Short exercise —
Count the lines in the items below that contain the word "pole", with uppercase and lowercase treated as different, and reply with only the number.

Data supplied —
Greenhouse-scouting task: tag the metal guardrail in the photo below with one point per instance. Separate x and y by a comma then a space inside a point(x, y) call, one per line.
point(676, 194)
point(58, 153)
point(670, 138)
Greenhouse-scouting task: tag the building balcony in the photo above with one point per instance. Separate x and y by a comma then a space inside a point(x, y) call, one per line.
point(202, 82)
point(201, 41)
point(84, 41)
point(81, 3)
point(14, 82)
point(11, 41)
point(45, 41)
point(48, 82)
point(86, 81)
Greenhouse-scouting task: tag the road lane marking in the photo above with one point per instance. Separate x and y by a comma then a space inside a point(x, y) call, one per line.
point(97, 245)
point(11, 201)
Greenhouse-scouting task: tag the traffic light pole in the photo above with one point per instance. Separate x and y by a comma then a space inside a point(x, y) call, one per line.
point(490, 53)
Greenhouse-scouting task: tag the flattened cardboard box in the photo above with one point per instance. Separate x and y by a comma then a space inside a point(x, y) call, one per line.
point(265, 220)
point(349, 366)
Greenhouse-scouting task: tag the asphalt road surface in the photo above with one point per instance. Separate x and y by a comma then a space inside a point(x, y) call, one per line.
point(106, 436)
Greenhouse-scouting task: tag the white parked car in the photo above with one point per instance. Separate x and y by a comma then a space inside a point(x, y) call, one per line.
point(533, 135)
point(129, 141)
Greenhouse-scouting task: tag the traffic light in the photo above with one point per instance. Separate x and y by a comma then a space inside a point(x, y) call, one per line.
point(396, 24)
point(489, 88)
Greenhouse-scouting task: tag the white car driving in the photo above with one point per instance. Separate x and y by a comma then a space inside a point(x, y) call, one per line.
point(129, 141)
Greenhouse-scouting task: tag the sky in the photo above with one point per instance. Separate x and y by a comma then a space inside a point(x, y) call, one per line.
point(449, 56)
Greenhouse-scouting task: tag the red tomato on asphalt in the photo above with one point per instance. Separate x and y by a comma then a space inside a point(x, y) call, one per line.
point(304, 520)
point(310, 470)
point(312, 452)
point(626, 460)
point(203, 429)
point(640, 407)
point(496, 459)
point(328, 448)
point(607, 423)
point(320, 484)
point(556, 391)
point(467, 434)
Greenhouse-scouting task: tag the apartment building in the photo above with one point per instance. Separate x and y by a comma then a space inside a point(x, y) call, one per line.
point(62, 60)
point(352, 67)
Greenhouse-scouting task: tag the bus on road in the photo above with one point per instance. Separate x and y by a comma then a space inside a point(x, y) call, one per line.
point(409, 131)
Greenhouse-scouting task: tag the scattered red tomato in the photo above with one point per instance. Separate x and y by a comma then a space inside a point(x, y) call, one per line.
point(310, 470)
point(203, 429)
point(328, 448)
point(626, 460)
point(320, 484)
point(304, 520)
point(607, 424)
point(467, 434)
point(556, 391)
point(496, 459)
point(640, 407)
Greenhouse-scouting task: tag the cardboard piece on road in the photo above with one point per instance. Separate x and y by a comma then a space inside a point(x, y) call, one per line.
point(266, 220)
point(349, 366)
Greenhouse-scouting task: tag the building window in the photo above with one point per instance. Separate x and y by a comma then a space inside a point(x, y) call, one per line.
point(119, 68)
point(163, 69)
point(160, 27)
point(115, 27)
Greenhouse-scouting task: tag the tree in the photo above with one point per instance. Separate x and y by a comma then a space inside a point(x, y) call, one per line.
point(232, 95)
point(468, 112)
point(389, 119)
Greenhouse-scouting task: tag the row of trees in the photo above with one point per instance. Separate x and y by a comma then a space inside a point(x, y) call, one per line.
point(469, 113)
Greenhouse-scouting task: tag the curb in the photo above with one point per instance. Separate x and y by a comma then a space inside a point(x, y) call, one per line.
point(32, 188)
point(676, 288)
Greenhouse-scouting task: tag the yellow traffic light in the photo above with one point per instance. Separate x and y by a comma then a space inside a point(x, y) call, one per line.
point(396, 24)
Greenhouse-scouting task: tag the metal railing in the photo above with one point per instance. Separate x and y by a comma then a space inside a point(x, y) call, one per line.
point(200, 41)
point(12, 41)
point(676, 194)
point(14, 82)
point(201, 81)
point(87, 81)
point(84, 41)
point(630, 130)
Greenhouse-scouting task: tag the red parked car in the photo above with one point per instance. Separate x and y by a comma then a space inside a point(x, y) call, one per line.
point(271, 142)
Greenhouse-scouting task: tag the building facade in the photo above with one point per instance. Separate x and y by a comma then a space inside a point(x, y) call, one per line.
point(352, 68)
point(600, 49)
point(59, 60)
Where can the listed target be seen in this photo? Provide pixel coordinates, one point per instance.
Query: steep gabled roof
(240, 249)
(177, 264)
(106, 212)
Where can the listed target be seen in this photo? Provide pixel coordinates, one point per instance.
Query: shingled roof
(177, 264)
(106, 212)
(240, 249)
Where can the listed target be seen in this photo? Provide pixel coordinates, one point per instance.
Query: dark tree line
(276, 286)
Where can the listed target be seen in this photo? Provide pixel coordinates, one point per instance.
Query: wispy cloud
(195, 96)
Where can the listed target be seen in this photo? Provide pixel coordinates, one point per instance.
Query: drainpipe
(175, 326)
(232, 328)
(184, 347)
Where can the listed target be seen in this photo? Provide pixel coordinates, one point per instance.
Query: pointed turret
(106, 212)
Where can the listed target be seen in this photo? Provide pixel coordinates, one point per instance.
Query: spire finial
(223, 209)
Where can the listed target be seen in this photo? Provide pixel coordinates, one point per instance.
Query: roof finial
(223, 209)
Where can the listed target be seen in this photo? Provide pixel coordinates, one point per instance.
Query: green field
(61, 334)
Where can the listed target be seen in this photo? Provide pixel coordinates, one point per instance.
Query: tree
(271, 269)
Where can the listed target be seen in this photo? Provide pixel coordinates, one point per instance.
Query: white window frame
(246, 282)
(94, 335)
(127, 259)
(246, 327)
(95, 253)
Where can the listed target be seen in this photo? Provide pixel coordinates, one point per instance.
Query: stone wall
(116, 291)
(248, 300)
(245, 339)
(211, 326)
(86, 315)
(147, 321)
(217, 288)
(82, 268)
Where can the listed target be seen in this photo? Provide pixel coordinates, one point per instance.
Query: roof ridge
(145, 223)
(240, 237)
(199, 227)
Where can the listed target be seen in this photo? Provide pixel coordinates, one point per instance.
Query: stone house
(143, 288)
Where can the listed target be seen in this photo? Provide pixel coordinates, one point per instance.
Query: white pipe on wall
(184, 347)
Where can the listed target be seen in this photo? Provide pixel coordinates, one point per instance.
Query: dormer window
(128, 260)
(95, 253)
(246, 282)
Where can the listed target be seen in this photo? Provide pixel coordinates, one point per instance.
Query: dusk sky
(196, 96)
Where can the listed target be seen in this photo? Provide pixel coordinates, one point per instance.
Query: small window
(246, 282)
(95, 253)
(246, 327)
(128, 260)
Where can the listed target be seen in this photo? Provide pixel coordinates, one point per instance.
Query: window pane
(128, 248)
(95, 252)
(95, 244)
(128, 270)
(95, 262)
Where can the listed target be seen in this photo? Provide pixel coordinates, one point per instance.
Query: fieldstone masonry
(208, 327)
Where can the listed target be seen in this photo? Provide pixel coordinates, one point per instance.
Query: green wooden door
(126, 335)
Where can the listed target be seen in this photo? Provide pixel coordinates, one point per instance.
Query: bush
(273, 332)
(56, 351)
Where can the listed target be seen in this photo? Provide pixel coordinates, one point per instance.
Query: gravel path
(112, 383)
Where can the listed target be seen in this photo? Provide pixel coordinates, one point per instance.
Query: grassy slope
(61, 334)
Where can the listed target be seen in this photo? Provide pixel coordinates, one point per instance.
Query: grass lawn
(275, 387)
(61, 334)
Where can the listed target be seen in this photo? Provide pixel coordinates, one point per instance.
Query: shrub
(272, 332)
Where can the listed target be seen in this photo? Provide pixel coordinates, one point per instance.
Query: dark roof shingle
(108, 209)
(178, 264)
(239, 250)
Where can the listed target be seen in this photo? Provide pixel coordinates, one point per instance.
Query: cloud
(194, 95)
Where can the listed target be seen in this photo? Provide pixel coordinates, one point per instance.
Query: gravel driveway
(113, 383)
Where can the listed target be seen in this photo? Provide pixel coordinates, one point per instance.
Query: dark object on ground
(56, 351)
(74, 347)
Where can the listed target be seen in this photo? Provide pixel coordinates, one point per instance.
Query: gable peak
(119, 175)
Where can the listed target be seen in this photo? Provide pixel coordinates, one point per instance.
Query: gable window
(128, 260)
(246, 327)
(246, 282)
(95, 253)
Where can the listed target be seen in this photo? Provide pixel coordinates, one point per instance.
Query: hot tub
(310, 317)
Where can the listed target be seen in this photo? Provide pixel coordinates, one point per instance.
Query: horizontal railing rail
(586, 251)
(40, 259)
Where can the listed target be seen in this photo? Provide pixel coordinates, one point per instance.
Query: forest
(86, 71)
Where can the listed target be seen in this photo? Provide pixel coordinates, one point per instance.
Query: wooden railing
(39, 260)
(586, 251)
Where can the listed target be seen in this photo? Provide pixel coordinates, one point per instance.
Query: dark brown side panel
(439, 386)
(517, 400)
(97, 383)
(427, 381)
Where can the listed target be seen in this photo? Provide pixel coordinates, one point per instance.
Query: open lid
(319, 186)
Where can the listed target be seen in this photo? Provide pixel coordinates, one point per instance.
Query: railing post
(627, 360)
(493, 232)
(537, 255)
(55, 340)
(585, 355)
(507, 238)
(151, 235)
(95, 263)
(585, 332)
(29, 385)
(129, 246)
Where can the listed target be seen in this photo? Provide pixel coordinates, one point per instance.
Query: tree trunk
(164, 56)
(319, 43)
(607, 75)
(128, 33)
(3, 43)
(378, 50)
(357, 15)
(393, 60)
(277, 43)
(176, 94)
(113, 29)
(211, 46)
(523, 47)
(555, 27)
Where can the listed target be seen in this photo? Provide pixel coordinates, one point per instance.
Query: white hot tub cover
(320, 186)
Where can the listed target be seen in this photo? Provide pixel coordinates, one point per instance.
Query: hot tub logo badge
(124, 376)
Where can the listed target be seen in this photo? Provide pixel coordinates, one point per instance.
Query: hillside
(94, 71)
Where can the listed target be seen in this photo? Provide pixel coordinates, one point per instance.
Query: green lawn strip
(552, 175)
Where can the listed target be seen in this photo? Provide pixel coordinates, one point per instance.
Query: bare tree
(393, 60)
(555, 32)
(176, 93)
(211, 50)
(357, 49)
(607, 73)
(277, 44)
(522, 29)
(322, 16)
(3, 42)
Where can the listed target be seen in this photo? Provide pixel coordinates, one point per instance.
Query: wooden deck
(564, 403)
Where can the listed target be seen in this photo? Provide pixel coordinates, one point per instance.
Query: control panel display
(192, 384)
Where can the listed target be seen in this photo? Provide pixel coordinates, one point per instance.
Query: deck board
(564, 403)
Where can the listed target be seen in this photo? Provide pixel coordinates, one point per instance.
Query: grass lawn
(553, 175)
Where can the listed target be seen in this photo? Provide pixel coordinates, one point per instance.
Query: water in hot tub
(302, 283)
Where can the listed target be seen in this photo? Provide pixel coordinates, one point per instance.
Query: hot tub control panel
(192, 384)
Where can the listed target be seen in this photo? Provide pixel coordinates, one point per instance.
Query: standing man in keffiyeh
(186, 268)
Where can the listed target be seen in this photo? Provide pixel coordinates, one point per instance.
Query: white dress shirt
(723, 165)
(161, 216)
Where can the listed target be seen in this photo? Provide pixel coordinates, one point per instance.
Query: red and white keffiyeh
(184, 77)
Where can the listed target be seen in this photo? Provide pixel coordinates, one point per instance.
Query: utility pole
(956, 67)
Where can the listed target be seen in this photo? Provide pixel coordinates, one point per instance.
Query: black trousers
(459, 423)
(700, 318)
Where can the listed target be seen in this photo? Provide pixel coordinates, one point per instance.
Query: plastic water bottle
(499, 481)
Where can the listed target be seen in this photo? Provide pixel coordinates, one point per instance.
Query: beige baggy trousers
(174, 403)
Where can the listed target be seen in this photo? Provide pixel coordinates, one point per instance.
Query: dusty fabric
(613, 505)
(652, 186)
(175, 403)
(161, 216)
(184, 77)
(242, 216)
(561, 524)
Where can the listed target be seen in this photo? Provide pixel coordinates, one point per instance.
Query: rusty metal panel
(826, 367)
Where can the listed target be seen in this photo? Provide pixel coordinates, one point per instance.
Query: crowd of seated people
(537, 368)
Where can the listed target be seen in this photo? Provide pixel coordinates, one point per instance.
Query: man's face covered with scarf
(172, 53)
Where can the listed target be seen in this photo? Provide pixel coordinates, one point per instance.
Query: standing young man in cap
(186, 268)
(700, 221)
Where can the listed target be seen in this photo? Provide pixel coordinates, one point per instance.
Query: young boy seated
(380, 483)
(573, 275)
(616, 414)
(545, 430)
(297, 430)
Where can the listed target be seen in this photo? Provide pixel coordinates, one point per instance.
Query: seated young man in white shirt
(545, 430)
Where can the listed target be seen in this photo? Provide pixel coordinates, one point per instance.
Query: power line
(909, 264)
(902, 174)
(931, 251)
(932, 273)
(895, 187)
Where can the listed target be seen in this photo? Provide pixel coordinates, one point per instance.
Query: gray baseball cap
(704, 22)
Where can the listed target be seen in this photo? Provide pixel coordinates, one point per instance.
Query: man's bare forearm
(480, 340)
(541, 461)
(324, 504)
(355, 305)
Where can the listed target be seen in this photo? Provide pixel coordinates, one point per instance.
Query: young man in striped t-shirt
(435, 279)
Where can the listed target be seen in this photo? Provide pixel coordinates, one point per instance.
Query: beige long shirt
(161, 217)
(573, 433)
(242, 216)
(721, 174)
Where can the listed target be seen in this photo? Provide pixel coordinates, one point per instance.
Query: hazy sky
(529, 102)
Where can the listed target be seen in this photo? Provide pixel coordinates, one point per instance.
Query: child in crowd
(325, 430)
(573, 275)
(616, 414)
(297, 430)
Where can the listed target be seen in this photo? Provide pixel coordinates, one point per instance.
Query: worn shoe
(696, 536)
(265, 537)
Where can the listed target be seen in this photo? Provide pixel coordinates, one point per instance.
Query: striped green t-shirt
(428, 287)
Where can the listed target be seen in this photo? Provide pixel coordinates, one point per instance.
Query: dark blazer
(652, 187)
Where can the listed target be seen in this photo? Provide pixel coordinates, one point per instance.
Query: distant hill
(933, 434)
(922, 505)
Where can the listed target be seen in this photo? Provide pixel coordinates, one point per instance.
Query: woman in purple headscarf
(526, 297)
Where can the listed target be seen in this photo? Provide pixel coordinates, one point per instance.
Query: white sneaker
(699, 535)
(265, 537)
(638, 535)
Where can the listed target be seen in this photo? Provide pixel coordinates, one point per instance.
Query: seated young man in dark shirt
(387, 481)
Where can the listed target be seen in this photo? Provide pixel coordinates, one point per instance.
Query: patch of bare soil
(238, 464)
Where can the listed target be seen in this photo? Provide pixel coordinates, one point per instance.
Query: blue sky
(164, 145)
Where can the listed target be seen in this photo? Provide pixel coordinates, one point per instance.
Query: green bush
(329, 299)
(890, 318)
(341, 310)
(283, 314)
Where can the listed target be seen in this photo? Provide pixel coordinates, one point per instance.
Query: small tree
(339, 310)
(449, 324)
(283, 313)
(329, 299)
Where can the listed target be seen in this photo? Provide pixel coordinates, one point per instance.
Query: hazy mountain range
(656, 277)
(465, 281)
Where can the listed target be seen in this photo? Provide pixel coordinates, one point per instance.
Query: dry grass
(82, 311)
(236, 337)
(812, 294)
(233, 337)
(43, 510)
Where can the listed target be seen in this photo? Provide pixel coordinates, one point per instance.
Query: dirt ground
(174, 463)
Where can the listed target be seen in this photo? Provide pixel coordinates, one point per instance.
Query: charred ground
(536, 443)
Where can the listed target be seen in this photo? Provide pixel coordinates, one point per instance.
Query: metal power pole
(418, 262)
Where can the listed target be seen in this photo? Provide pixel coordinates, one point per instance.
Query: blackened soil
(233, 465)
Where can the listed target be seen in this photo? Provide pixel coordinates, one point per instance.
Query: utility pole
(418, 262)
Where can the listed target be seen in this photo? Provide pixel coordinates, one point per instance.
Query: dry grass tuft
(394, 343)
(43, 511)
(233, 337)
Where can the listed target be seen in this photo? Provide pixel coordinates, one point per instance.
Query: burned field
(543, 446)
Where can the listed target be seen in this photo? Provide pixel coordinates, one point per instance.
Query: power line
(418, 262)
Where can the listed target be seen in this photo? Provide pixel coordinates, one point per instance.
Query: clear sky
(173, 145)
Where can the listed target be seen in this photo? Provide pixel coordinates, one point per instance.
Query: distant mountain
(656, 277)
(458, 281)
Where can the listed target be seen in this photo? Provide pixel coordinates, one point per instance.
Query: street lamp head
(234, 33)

Written response —
4